Garrett joins faculty as inaugural L. Neil Williams, Jr. Professor of Law
Garrett, currently the White Burkett Miller Professor of Law and Public Affairs and Justice Thurgood Marshall Professor of Law at the University of Virginia, will join the faculty on July 1 as the first L. Neil Williams, Jr. Professor of Law. His research and scholarship focus broadly on criminal justice outcomes, evidence, and constitutional rights, and he is a renowned authority on criminal procedure, wrongful convictions, habeas corpus, corporate crime, scientific evidence, civil rights, civil procedure, and constitutional law. His ongoing projects, which employ multiple empirical research methodologies, focus on forensic science, eyewitness identification, corporate crime, constitutional rights and habeas corpus, and criminal justice policy.
A prolific author, Garrett’s most recent book, End of Its Rope: How Killing the Death Penalty Can Revive Criminal Justice (Harvard University Press, 2017), examines data collected on all death sentences in the U.S. from 1990 to 2016 to develop a theory for the quick decline in the imposition of capital punishment and how its demise can spur comprehensive criminal justice reform. Other publications include Too Big to Jail: How Prosecutors Target Corporations (Harvard University Press, 2014); Federal Habeas Corpus: Executive Detention and Post-Conviction Litigation (with Lee Kovarsky) (Foundation Press casebook, 2013); and Convicting the Innocent: Where Criminal Prosecutions Go Wrong (Harvard University Press, 2011), as well as numerous articles published in leading law journals.
Garrett’s work has been widely cited by courts, including the U.S. Supreme Court, lower federal courts, state supreme courts, and courts in other countries, such as the Supreme Courts of Canada and Israel. He also frequently speaks about criminal justice matters before legislative and policymaking bodies, groups of practicing lawyers, law enforcement, and to local and national media. He is an Associate Reporter for the American Law Institute’s project on policing and works with innocence projects in the U.S., East Asia, and Europe to use research on wrongful convictions to inform litigation and policy.

__Tasks to carry out__
a – List the titles of all the books by Garrett that the announcement of his faculty appointment names.
b – Reproduce the stretch of the Garrett appointment announcement from "Garrett’s work has" through "litigation and policy.".
c – Carry on the Garrett appointment announcement from the point where it stops.

__Exercise data__

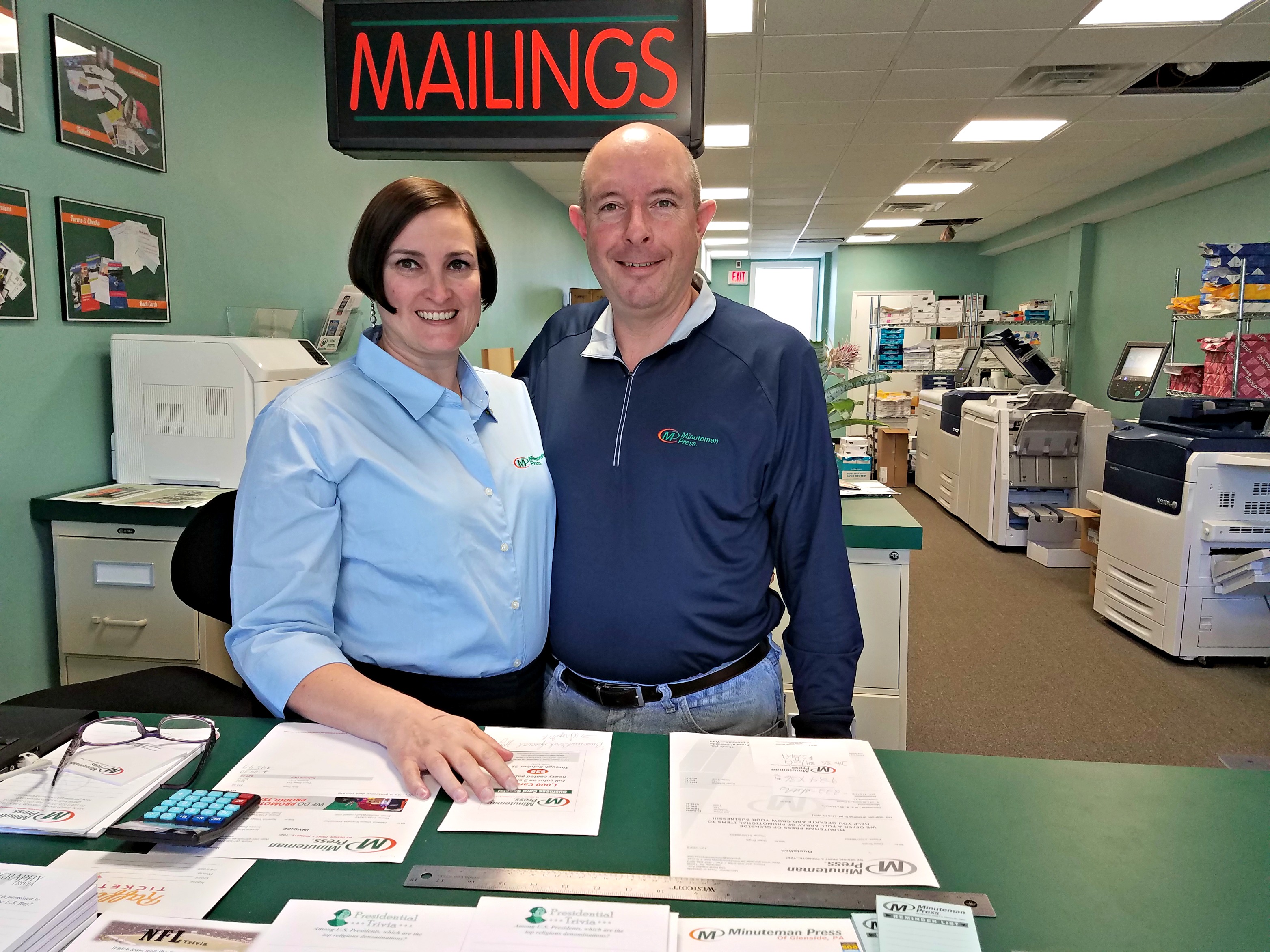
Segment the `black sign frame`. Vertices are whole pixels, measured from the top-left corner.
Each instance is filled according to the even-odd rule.
[[[577,160],[612,129],[635,121],[667,128],[693,156],[700,156],[705,147],[705,0],[324,0],[323,23],[328,138],[333,149],[357,159]],[[533,24],[550,24],[554,41],[545,38],[547,27],[542,27],[544,37],[540,37]],[[511,30],[516,28],[519,28],[514,39],[517,58],[512,61],[513,53],[508,51]],[[607,48],[597,32],[601,28],[612,34],[613,42],[608,42]],[[438,44],[436,37],[443,29],[462,29],[466,42],[458,42],[451,32]],[[432,32],[431,41],[423,30]],[[674,34],[673,30],[681,32]],[[682,30],[688,30],[690,36],[682,37]],[[575,41],[579,32],[582,39]],[[636,36],[638,32],[641,36]],[[624,36],[617,37],[617,33]],[[667,34],[672,34],[669,39]],[[480,38],[475,39],[478,36]],[[552,52],[554,43],[551,61],[545,55],[540,57],[535,47],[540,38],[549,47],[546,52]],[[660,41],[655,56],[650,52],[654,41]],[[366,61],[357,57],[359,43],[375,70],[367,70]],[[669,50],[673,62],[667,52],[671,43],[674,43]],[[625,72],[627,86],[606,96],[598,91],[593,65],[605,56],[617,56],[615,51],[630,56],[630,61],[616,66],[610,62],[603,69]],[[685,60],[688,51],[691,58]],[[442,55],[437,56],[438,52]],[[474,52],[475,56],[470,56]],[[579,65],[583,58],[584,72]],[[563,96],[573,112],[541,114],[536,107],[525,108],[530,95],[522,98],[522,89],[528,86],[525,76],[531,70],[531,60],[545,77],[541,89]],[[547,71],[556,69],[556,60],[566,81],[549,76]],[[401,69],[403,62],[406,70]],[[508,69],[512,62],[514,66]],[[665,67],[673,70],[673,77]],[[502,79],[494,79],[490,69],[499,71]],[[357,116],[352,114],[351,105],[354,72],[359,109],[364,108],[363,103],[372,107]],[[406,81],[405,74],[409,74]],[[495,84],[503,86],[499,93],[509,94],[508,74],[513,74],[516,83],[516,104],[514,108],[498,107],[508,113],[498,118],[491,118],[494,113],[488,110],[457,113],[465,94],[476,93],[480,86],[484,86],[486,104],[491,102]],[[411,84],[420,79],[420,94],[427,85],[427,95],[434,98],[438,96],[436,86],[442,85],[437,80],[448,80],[443,85],[450,91],[441,94],[441,102],[448,94],[453,96],[453,105],[439,114],[409,112],[413,109]],[[613,84],[611,76],[605,79],[610,86]],[[538,84],[535,84],[533,99],[541,102],[537,91]],[[636,91],[639,96],[634,95]],[[493,102],[508,103],[511,98]],[[612,107],[602,105],[599,99],[622,102],[629,108],[606,112]],[[392,105],[390,100],[395,100]],[[641,100],[662,103],[663,108],[644,105]],[[664,108],[667,100],[672,109]]]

__Answers below__
a –
- End of Its Rope: How Killing the Death Penalty Can Revive Criminal Justice
- Too Big to Jail: How Prosecutors Target Corporations
- Federal Habeas Corpus: Executive Detention and Post-Conviction Litigation
- Convicting the Innocent: Where Criminal Prosecutions Go Wrong

b –
Garrett’s work has been widely cited by courts, including the U.S. Supreme Court, lower federal courts, state supreme courts, and courts in other countries, such as the Supreme Courts of Canada and Israel. He also frequently speaks about criminal justice matters before legislative and policymaking bodies, groups of practicing lawyers, law enforcement, and to local and national media. He is an Associate Reporter for the American Law Institute’s project on policing and works with innocence projects in the U.S., East Asia, and Europe to use research on wrongful convictions to inform litigation and policy.

c –
Garrett, who joined the University of Virginia law faculty in 2005, received his JD at Columbia Law School, where he was an articles editor of the Columbia Law Review and a Kent Scholar. He clerked for Judge Pierre N. Leval of the U.S. Court of Appeals before joining the civil rights law firm of Neufeld, Scheck & Brustin in New York City.
“Brandon Garrett is one of the top criminal law scholars in the country,” said Levi. “His work has been notably influential with courts and legislatures. We are so delighted that he will be joining us this coming year.”
The L. Neil Williams chair honors an alumnus who left a legacy of leadership and generosity at Duke Law School and Duke University. Williams, a member of the Class of 1961 who earlier majored in history at Duke University, was a partner at Alston & Bird in Atlanta. He served as chair of the Duke University Board of Trustees from 1983 to 1988 and was a founding member of the Duke Law Board of Visitors. He was serving as chair of The Duke Endowment when he died in 2012. Duke University awarded him its Distinguished Alumni Award in 1990. He also received the Law Alumni Association's Charles S. Rhyne Award in 1996.
“I could not be more gratified to be joining the Duke faculty as the inaugural L. Neil Williams, Jr. Professor of Law,” said Garrett. “The chair honors Williams’ leadership and service to legal education and the public interest. I hope to do justice to that remarkable legacy as part of the Duke Law community.”